WHAT TO DO:
From the text about HMMER below, copy word for word the part that begins with "HMMER was originally" and ends with "interpret protein data.".

TEXT FOR ANALYSIS:
A powerful HMMER for data mining

HMMER, a fast, sensitive search tool, helps biologists find sequence relationships deep in evolutionary time. HMMER algorithms are now available through a dedicated website at EMBL-EBI. HMMER software implements a powerful new generation of mathematical techniques for identifying hundreds of thousands of related sequences.
HMMER results help researchers infer the function of a protein and its evolutionary history. New, open-source web interface offers fast, easy-to-use search and visualisation. Results are easier to interpret thanks to filters for taxonomy and domain architecture.

Researchers looking to understand the function and evolutionary history of a protein can now use HMMER algorithms through a dedicated website. HMMER, which uses sophisticated probability models and searches large sequence databases in seconds, has been incorporated into protein data services at EMBL-EBI including Pfam and InterPro.

HMMER was originally developed by Sean Eddy, currently at the Howard Hughes Medical Institute’s Janelia Research Campus in the US, and the project turned into a 10-year collaboration with Rob Finn, now head of Protein Family resources at EMBL-EBI. The most recent version of the website is faster and more robust, and is widely available with a full suite of tools to help researchers interpret protein data.

“We wanted HMMER to be more accessible, because it is an incredibly powerful tool for looking at protein function,” explains Rob. “Five years ago, the same kind of search would take hours to perform – now you can search more interactively, and the iterative search lets you start with a single sequence and pull in hundreds of thousands of related sequences. That takes you straight to these very distant relationships, which let you infer function and evolutionary history of a protein. So in my own research, I can now follow my train of thought without being interrupted by annoying holding pages saying that my search is running.”

GIVEN INFORMATION:
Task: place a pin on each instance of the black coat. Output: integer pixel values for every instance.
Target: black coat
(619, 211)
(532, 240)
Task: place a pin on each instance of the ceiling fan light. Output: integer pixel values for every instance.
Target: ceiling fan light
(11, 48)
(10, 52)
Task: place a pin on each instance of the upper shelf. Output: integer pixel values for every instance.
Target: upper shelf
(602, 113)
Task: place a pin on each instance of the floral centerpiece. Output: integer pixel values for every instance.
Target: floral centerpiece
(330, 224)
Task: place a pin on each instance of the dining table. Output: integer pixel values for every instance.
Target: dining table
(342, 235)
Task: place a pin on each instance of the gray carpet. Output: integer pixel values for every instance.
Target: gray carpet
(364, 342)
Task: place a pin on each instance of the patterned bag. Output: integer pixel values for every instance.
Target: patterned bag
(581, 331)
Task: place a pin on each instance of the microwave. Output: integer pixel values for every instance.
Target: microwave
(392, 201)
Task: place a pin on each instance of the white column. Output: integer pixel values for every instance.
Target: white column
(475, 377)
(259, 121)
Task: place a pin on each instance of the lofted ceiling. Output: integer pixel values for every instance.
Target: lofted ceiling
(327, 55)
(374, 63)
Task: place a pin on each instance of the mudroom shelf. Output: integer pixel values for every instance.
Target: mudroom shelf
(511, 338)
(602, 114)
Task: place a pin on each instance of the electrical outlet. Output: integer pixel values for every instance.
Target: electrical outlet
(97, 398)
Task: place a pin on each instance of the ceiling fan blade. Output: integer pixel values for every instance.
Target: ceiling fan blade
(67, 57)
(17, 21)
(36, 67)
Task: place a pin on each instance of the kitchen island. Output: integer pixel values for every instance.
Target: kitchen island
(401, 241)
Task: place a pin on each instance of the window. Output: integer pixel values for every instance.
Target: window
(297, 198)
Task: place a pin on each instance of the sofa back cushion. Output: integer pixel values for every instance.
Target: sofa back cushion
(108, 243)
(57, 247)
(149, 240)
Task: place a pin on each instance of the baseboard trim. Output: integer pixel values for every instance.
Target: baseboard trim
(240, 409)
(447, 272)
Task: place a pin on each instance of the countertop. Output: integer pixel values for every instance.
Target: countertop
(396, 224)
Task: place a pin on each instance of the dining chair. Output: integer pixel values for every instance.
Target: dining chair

COMPLETED TASK:
HMMER was originally developed by Sean Eddy, currently at the Howard Hughes Medical Institute’s Janelia Research Campus in the US, and the project turned into a 10-year collaboration with Rob Finn, now head of Protein Family resources at EMBL-EBI. The most recent version of the website is faster and more robust, and is widely available with a full suite of tools to help researchers interpret protein data.